WHAT IS EXPECTED
Rewrite everything from the line containing "Study the photograph above. Where on each instance of the bird's" down to the last of the lines below, including that line and the lines that are not answers. Multiply each coordinate in the answers by 0.45 and round to whole numbers, with halves rounded up, leaving every other number unchanged.

Point annotations for photographs
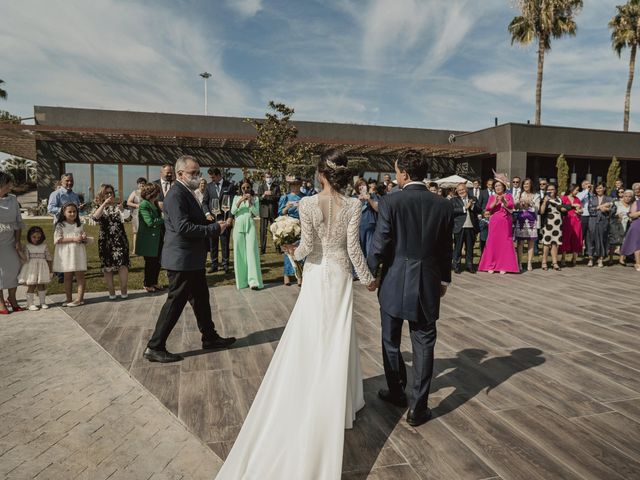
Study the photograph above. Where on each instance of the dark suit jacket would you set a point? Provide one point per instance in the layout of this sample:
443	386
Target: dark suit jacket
413	242
161	194
211	193
460	214
269	205
187	231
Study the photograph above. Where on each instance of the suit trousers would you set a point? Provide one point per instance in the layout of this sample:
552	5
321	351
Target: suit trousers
151	271
466	237
225	239
423	340
190	286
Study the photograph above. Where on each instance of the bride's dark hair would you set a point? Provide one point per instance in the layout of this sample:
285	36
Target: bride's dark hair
333	165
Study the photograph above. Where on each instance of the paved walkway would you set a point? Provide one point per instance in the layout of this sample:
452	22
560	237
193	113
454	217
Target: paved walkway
68	410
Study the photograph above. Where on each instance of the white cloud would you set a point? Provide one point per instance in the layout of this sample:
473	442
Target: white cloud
246	8
113	55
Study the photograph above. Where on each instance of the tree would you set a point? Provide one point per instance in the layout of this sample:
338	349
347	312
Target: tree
562	168
277	149
542	20
625	33
23	170
613	173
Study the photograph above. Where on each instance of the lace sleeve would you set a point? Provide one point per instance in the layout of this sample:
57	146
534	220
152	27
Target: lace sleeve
306	226
353	246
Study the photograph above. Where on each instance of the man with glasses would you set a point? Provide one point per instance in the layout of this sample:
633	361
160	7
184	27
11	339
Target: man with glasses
184	256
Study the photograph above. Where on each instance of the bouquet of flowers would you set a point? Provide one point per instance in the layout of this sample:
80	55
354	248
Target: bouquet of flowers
287	231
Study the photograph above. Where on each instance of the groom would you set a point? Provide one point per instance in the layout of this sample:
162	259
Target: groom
413	243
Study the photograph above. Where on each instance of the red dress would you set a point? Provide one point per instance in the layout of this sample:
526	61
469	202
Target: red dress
571	228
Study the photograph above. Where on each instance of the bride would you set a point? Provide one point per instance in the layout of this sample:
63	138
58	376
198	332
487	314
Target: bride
313	386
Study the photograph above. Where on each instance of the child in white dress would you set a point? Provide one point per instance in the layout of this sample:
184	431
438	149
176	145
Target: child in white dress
36	271
70	254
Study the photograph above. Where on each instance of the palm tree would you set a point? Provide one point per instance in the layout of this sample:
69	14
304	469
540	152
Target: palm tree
625	28
542	20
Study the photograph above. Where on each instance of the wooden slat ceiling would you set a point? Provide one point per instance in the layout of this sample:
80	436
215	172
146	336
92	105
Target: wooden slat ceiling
20	140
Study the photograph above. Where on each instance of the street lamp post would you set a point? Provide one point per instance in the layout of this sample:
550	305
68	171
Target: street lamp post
206	76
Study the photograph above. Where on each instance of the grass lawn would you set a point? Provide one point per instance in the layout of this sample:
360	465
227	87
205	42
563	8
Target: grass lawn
272	263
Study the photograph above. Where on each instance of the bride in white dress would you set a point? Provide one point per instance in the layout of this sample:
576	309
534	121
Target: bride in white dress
313	386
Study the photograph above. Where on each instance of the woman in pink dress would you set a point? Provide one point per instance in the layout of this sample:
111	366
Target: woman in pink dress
499	253
571	225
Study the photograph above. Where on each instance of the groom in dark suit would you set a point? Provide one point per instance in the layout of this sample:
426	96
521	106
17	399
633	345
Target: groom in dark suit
184	255
413	243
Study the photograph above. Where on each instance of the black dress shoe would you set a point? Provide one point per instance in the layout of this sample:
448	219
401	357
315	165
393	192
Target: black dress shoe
161	356
397	400
218	342
418	418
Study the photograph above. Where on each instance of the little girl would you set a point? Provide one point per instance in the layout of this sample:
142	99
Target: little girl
70	254
36	272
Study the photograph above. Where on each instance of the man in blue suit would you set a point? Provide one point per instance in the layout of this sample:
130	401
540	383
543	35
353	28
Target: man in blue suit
184	255
413	243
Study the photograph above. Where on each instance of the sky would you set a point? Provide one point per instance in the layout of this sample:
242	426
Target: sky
431	64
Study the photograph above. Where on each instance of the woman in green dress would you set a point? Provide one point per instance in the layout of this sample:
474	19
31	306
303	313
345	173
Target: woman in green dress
246	257
150	235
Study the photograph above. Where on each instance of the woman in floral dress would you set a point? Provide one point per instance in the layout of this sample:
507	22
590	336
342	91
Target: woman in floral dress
113	245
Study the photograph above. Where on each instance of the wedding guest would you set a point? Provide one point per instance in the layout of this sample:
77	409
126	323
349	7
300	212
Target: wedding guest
369	204
165	182
288	205
150	235
551	209
36	270
631	244
600	208
269	193
585	198
484	229
113	245
526	228
62	195
617	186
10	245
199	193
571	225
70	254
218	189
499	253
474	191
133	202
465	227
246	256
485	194
618	224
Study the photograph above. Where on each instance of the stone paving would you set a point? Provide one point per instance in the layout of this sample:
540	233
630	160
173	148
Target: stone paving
68	410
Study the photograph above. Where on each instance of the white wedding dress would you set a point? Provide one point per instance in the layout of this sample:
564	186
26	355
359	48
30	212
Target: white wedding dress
313	386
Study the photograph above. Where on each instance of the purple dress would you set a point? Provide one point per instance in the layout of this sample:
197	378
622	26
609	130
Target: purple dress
631	242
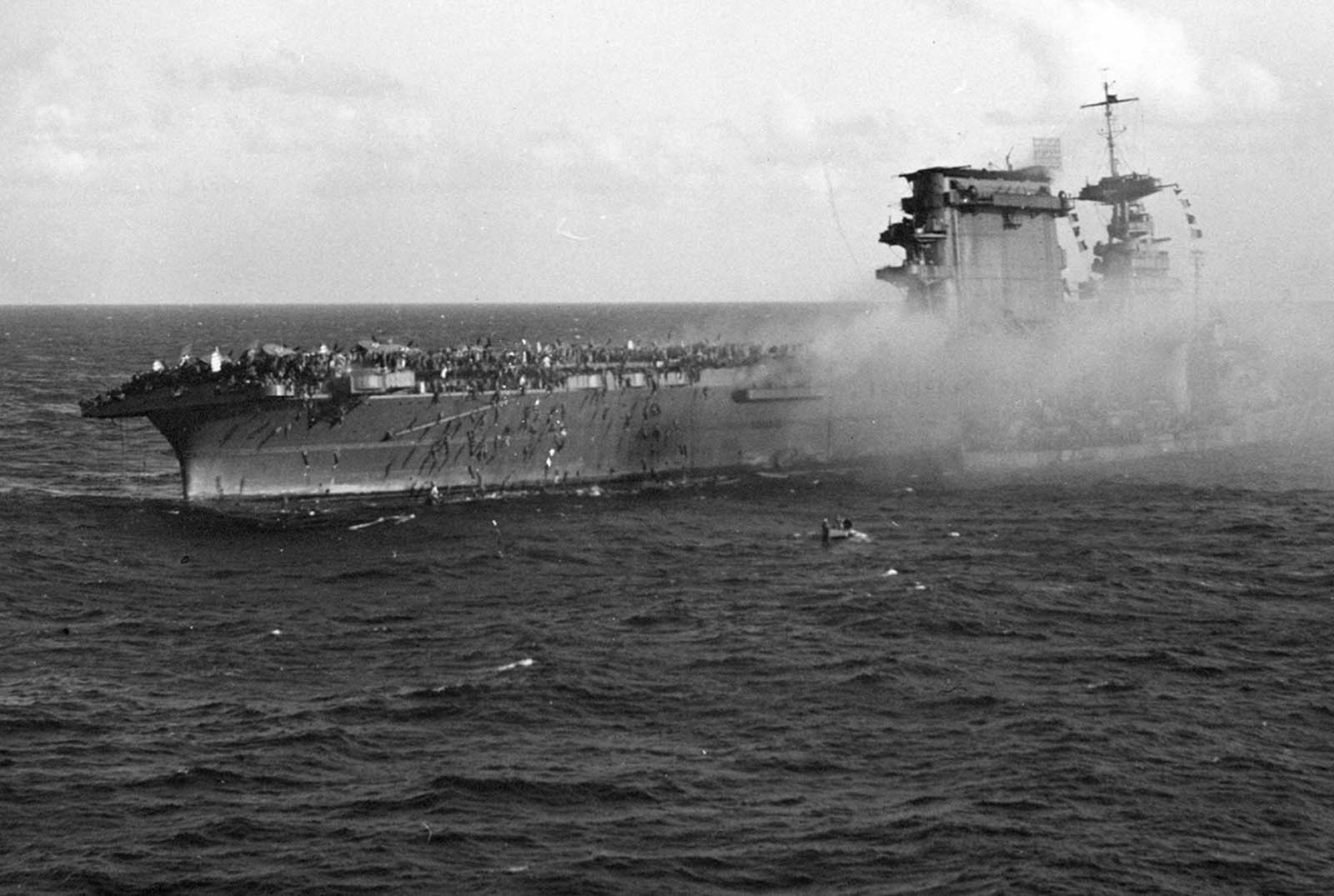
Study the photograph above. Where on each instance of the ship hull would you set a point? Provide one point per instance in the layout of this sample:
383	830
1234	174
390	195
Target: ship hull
247	447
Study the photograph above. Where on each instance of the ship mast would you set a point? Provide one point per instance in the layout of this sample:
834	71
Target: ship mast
1111	133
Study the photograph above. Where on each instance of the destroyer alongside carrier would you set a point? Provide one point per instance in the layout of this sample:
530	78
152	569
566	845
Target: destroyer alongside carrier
980	253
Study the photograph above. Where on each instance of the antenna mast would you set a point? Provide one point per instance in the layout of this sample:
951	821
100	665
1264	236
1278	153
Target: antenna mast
1111	133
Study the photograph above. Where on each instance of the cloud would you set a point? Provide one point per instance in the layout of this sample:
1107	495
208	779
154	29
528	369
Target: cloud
291	73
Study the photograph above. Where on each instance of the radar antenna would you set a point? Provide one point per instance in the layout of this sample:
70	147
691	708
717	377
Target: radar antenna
1109	100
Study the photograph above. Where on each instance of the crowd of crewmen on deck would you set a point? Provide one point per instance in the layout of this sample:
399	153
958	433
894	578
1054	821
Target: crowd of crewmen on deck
477	368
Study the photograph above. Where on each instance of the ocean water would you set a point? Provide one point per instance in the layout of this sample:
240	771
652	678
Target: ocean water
1111	682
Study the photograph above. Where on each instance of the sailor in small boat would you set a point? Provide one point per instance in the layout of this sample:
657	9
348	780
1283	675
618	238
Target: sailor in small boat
842	531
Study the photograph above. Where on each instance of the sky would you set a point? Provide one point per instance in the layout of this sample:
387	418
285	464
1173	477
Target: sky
411	151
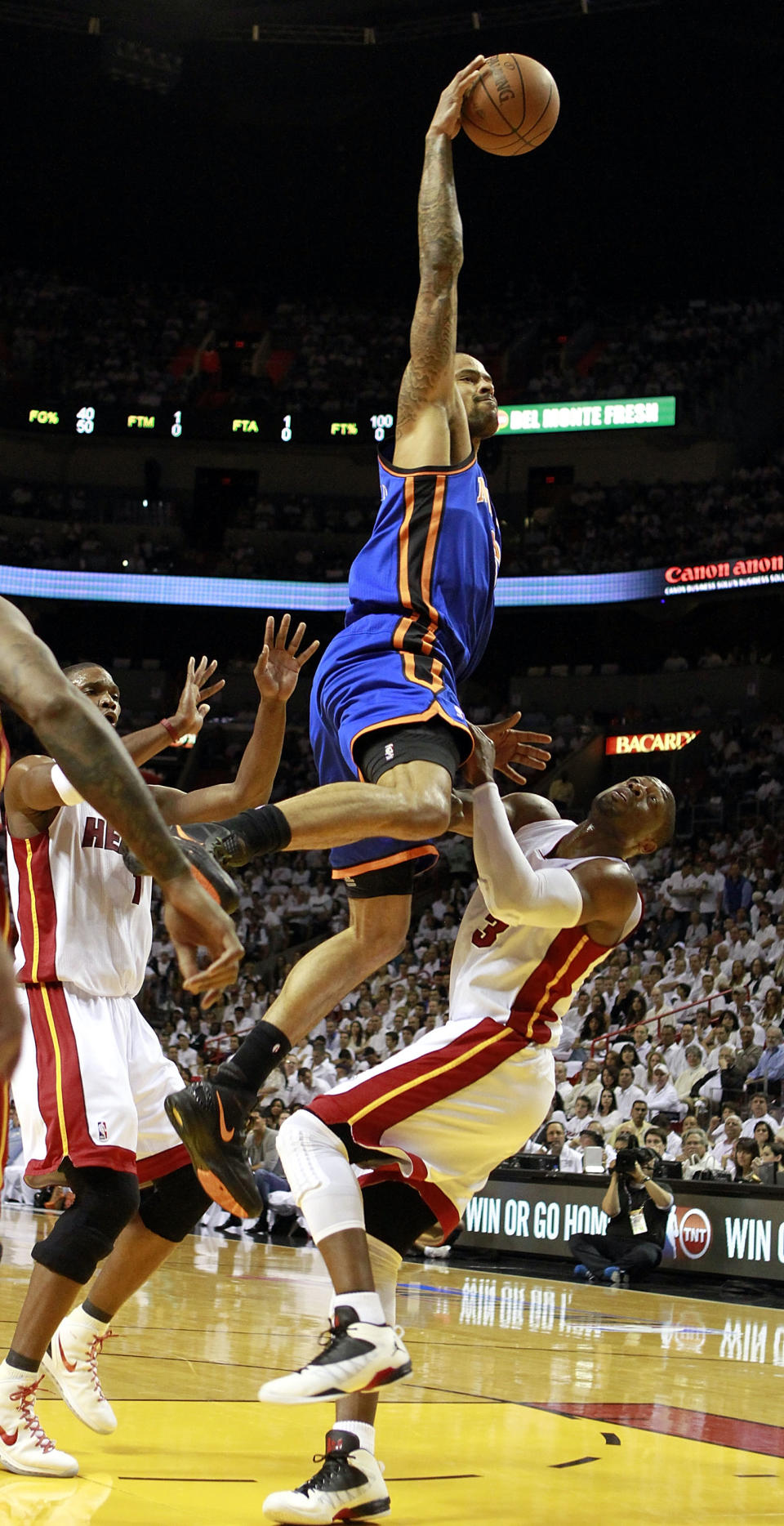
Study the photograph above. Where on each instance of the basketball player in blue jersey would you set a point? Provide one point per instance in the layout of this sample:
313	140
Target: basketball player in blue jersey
385	704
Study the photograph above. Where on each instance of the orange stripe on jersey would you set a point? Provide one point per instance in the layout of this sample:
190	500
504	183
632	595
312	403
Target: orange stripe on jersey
35	912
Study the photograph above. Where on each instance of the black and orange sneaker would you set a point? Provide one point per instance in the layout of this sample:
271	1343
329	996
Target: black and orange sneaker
198	843
211	1125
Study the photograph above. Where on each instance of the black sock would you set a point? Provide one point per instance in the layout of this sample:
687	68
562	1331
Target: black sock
261	1051
23	1363
261	831
95	1313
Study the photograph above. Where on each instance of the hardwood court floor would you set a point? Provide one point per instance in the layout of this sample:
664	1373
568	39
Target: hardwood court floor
531	1399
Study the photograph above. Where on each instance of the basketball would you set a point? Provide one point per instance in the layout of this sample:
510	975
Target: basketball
513	105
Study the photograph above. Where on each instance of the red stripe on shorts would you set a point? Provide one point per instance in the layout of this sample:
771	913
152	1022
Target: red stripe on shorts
162	1163
397	1091
65	1105
568	959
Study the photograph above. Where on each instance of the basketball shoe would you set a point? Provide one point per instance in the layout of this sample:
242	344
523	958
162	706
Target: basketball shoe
24	1447
209	1122
356	1357
72	1363
348	1487
198	843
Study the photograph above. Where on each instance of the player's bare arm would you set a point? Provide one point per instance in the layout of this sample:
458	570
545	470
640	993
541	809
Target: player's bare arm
432	425
599	895
276	675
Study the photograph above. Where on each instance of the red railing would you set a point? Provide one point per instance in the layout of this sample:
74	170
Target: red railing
609	1040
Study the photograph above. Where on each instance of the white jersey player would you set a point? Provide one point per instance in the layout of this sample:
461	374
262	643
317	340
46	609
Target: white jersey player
429	1125
91	1079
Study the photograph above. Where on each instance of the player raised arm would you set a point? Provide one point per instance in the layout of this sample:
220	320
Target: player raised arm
96	765
186	719
430	422
276	676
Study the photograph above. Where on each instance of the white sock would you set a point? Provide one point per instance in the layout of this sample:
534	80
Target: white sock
16	1376
363	1433
82	1320
368	1306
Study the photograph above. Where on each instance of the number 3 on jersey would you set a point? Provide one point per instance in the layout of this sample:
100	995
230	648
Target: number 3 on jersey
485	937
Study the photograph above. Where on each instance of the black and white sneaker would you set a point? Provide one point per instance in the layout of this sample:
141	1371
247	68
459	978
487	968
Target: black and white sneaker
348	1487
209	1122
356	1359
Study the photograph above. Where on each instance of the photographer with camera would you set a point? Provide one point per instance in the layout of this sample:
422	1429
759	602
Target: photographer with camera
638	1209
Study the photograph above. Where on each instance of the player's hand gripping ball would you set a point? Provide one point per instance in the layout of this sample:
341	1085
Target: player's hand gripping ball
513	105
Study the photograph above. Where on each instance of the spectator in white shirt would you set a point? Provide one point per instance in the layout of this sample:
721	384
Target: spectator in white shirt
662	1096
627	1091
557	1148
759	1111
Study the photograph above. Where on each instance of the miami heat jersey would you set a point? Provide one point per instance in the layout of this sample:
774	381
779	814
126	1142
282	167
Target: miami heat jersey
81	916
429	568
522	975
5	765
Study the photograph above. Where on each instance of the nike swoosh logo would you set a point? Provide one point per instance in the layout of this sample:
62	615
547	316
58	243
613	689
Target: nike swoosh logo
69	1366
226	1134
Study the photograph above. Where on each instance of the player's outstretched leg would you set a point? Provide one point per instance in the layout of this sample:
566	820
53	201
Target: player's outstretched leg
350	1485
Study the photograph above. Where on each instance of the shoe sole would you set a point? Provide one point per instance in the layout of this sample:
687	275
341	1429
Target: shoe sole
200	1144
65	1395
374	1510
328	1397
35	1473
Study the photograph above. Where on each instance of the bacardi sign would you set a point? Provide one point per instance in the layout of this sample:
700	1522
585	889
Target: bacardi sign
648	742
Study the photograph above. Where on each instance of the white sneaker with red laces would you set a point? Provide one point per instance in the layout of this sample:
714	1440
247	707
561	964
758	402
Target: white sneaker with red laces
24	1447
72	1364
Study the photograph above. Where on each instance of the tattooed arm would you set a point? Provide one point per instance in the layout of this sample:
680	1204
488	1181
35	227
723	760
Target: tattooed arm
430	422
96	763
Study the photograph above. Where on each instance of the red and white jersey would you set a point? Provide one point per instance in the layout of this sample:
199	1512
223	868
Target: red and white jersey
522	975
81	916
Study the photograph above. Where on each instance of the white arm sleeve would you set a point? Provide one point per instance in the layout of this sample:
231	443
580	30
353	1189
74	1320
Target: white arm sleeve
66	791
548	898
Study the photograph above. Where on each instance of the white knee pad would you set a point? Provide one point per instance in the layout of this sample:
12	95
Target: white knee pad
319	1174
385	1265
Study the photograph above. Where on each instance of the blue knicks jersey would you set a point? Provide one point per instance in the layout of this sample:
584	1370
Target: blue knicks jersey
430	565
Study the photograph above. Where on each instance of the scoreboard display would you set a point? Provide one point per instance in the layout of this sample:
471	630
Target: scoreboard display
288	425
263	426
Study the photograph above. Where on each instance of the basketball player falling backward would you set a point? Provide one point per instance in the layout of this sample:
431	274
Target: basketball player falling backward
385	701
91	1078
430	1123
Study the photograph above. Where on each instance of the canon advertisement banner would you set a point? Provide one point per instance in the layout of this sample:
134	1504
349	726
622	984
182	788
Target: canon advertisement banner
711	1229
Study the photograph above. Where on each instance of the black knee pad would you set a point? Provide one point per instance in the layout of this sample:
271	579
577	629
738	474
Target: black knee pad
174	1204
104	1203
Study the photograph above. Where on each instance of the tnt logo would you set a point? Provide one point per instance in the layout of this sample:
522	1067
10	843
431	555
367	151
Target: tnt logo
693	1234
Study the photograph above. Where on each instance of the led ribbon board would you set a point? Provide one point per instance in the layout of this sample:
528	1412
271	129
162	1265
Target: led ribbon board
229	592
559	418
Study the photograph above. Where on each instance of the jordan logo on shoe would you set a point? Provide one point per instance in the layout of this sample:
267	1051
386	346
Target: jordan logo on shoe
69	1366
226	1134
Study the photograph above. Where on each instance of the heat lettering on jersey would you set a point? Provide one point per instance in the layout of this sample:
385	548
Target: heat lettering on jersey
485	937
100	835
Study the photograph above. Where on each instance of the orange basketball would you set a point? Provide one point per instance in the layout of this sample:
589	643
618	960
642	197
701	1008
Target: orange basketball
513	105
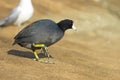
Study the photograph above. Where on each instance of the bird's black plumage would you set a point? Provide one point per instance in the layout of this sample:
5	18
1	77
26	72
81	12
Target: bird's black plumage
43	31
42	34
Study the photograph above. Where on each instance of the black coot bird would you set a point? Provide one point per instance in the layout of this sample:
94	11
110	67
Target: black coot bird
41	34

TASK SOLUTION
Study the photograph above. Where on each instance of the bird's black plumage would you set a point? Provide one point per instance in the layout of this sample:
5	18
1	77
26	72
81	12
Target: bird's black plumage
19	14
19	15
Study the photograph above. Where on each instance of the black coot bird would you set a point? Provide one point per instance in the layout of this sample:
94	11
110	67
Target: black coot bird
18	15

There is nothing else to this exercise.